List of tasks:
1: In the article on Pearlena Igbokwe, which statements agree with the text? (a) Her family moved from Nigeria to New Jersey in 1971, when she was 6. (b) Bonnie Hammer, whom Igbokwe replaces, is leaving NBCUniversal. (c) The family's television was a color set. For each, answer yes or no and quote the deciding words of the text.
2: Write out the part of the article on Pearlena Igbokwe starting with "All Pearlena Igbokwe" and going on through "her adopted home.".

Passage given:
------------------------------------------------
Pearlena Igbokwe at the Saddle at Universal Studio

Nigerian-born Pearlena Igbokwe is the newly appointed Chairman of Universal Studio Group, making her the first woman of African descent to head a major American television studio. Ferdinand Ekechukwu reports

All Pearlena Igbokwe has known and achieved all her life was made possible by her knowledge of television. As a child growing up, the Nigerian-born has a special connection to television ever since her family moved to New Jersey from Nigeria in 1971, when she was 6. In the wake of the Nigerian civil war, the Igbokwes fled, leaving behind the terror of living through war. Young Pearlena couldn’t get enough televsion. The family’s small black-and-white television was her babysitter, her companion and her primary instructor in the language of her adopted home.

“I thought TV was this amazing thing,” she would years later tell Variety in 2019. “It was my best friend.” These instincts have served Igbokwe well in her nearly 30 years as a creative executive in television. “It just opened up everything for me,” Igbokwe says. “That feeling of loving TV and movies for all those years and now being even remotely attached to that world just felt incredible.” Recently, Igbokwe was appointed Chairman of Universal Studio Group in the U.S.

Universal Studio Group, a division of NBCUniversal, is one of the world’s leading media and entertainment companies in the development, production and marketing of entertainment, news and information for a global audience. The longtime TV executive will take over leadership of NBCUniversal’s global television studio business. As the new chairman, she replaces Bonnie Hammer, who will take a new role as Vice Chairman, as announced by NBCUniversal. This makes Pearlena the first woman of African descent to head a major American television studio.
------------------------------------------------
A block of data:
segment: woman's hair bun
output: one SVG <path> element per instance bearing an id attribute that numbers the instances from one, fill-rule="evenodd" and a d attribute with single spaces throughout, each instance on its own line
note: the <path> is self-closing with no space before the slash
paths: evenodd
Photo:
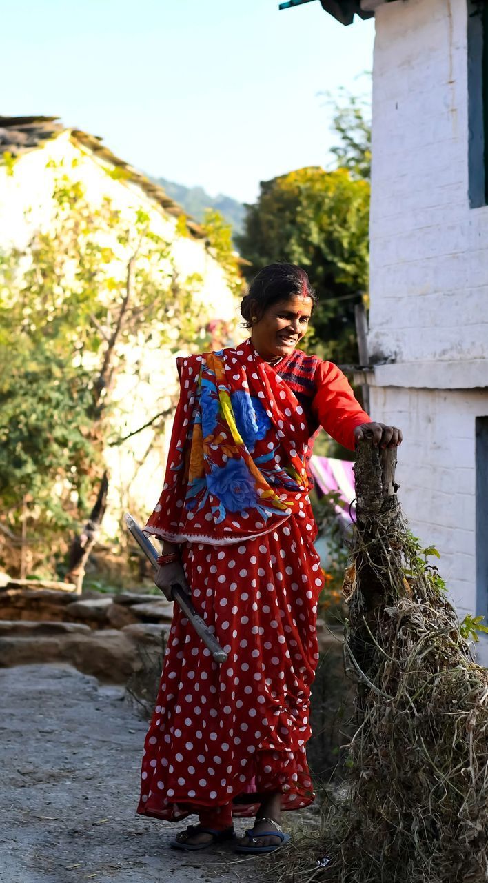
<path id="1" fill-rule="evenodd" d="M 297 264 L 268 264 L 252 279 L 247 294 L 241 301 L 241 315 L 246 328 L 252 328 L 252 312 L 258 319 L 273 304 L 280 300 L 289 300 L 294 295 L 312 298 L 312 309 L 317 304 L 317 294 L 310 279 L 301 267 Z"/>

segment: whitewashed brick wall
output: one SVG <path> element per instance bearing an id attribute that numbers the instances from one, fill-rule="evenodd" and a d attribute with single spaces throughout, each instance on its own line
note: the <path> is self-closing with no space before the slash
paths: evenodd
<path id="1" fill-rule="evenodd" d="M 370 351 L 488 357 L 488 208 L 468 202 L 466 0 L 376 11 Z"/>
<path id="2" fill-rule="evenodd" d="M 373 358 L 395 358 L 372 379 L 372 415 L 403 429 L 402 503 L 439 547 L 461 615 L 477 606 L 475 419 L 488 415 L 488 208 L 468 198 L 467 34 L 466 0 L 376 10 L 369 335 Z"/>

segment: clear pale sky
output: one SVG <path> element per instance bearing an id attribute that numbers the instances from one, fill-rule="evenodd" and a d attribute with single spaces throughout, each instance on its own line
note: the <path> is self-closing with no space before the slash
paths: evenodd
<path id="1" fill-rule="evenodd" d="M 325 165 L 319 94 L 369 89 L 374 25 L 319 0 L 20 0 L 2 16 L 0 114 L 59 116 L 154 176 L 253 201 Z"/>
------------------------------------------------
Outputs for the tasks:
1:
(a) Yes: "her family moved to New Jersey from Nigeria in 1971, when she was 6"
(b) No: "she replaces Bonnie Hammer, who will take a new role as Vice Chairman, as announced by NBCUniversal"
(c) No: "The family’s small black-and-white television was her babysitter"

2:
All Pearlena Igbokwe has known and achieved all her life was made possible by her knowledge of television. As a child growing up, the Nigerian-born has a special connection to television ever since her family moved to New Jersey from Nigeria in 1971, when she was 6. In the wake of the Nigerian civil war, the Igbokwes fled, leaving behind the terror of living through war. Young Pearlena couldn’t get enough televsion. The family’s small black-and-white television was her babysitter, her companion and her primary instructor in the language of her adopted home.